◆ **Kerjakan tugas berikut**:
[1] Tentukan apakah setiap pernyataan di bawah ini sesuai dengan teks tentang post-modernisme. Jawab ya atau tidak, lalu kutip kata-kata dari teks itu yang menjadi dasar jawaban.
(a) Post-modernisme bermula pada tahun 1970-an.
(b) Kontribusi Jean Baudrillard adalah penolakan terhadap cerita-cerita hebat.
(c) Post-modernisme bertepatan dengan awal masyarakat industri.
[2] Lanjutkan teks tentang post-modernisme, dimulai setelah kalimat terakhirnya.

◆ **Teks yang disediakan**:
★ ★ ★ ★ ★
Post-modernisme dalam pengertian yang paling umum diberi tanda oleh perpecahan dengan modernitas dan proyek pencerahan. Bertepatan dengan akhir dari masyarakat industri dan munculnya sebuah zaman informasi, dengan produksi barang-barang yang telah diberi jalan untuk memproduksi dan memanipulasi pengetahuan.
Bermula pada tahun 1970-an, post-modernisme menolak “elitisme, puritanisme, dan sterilitas” rasional karena pluralisme, relativitas, kebaruan (novelty), kompleksitas, dan kontradiksi. Kontribusi Jean-Francois Lyotard terhadap post-modernitas merupakan penolakan terhadap cerita-cerita hebat
tentang kemajuan tidak ada lagi kisah-kisah yang diceritakan yang masuk akal dalam suatu budaya.
Kontribusi Jean Baudrillard adalah penekanan pada peningkatan pemisahan tanda dari sesuatu yang ditunjuknya. Simulasi telah berlalu setelah dilakukan dan tanda-tanda diproduksi ulang pada suatu tingkat di mana mereka tidak lagi mengacu pada objek nyata dalam dunia materi. Kedua ajaran tersebut memunculkan pertanyaan terhadap penamaan-penamaan tradisional akan “ realitas”; apakah “cerita-cerita tentang budaya tidak dapat dipercaya dan konstruksi-konstruksi buatan untuk tanda-tanda selalu dianggap lebih nyata dibandingkan tanda itu sendiri, realitas merupakan konstruksi yang terus berubah dan cepat berlalu.
★ ★ ★ ★ ★
◆ **Informasi tercatat**:
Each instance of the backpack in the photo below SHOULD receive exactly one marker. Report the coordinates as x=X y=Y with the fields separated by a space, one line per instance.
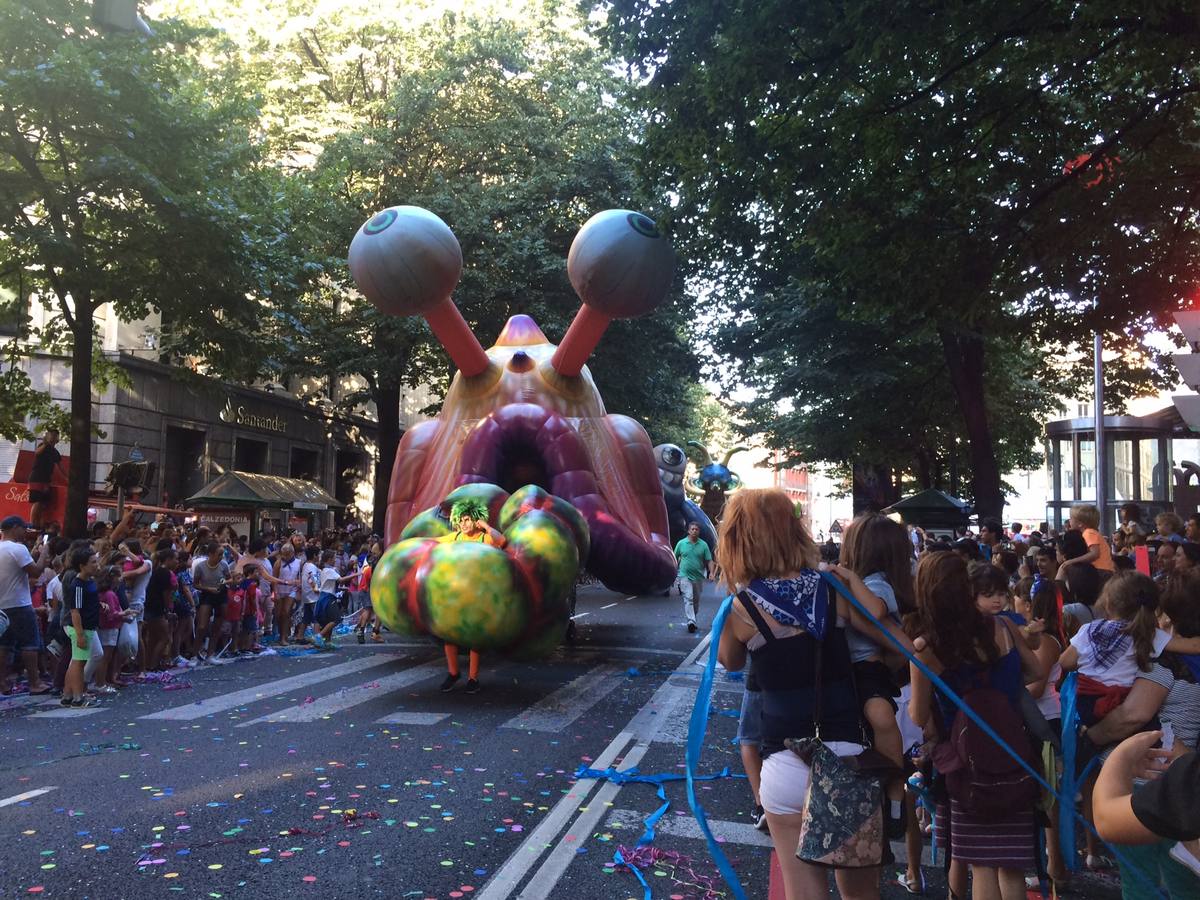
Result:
x=981 y=775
★ ★ ★ ★ ★
◆ **Jawaban latihan**:
[1]
(a) Ya. "Bermula pada tahun 1970-an"
(b) Tidak. "Kontribusi Jean Baudrillard adalah penekanan pada peningkatan pemisahan tanda dari sesuatu yang ditunjuknya."
(c) Tidak. "Bertepatan dengan akhir dari masyarakat industri"

[2]
4.             Cultural studies
Cultural studies memusatkan pada perubahan sosial dari tempat yang menguntungkan dari kultur itu sendiri. 
Karya dari tradisi kritik yang dikenal sebagai Cultural Studies selalu dihubungkan dengan ragam post-modernisme dalam tradisi kritik. Sebagai tradisi yang terlepas dari tradisi, kajian-kajian budaya tampak sebagai cabang penting post-modernisme pada tradisi kritik. Para ahli kajian budaya sama-sama membahas ideology yang mendominasi sebuah budaya, tetapi memfokuskan pada perubahan sosial dari hal yang menguntungkan di dalam budaya itu sendiri:
“Untuk mempermudah pergerakan budaya seperti yang telah diperlihatkan dalam kehidupan sosial, hubungan kelompok dan kelas, institusi dan politik, serta ide dan nilai."
Penggabungan antara-ilmu dimulai di Centre for Contemporary Cultural Studies di Birmingham, Inggris tahun 1964. Dengan berfokus pada budaya sebagai penelitian yang umum dan bermanfaat, institusi ini telah menyediakan susunan subjek dan subkultur untuk kajian akademis yang biasanya dianggap tidak sesuai bagi perhatian akademis. Oleh karena itu, kajian-kajian budaya sangat populer dalam pengenalan yang bertolak belakang dengan ketidakjelasan pemahaman akan Frankfurt School.
Kemungkinan mempelajari semua bentuk subkultur yang biasanya tidak dipelajari dalam lingkungan akademik akan meningkatkan kajian budaya yang sangat berpengaruh bagi ilmu pengetahuan kontemporer kajian-kajian konsep yang awalnya dipinggirkan, seperti gender, ras, kelas, umur, dan yang terbaru, seksualitas.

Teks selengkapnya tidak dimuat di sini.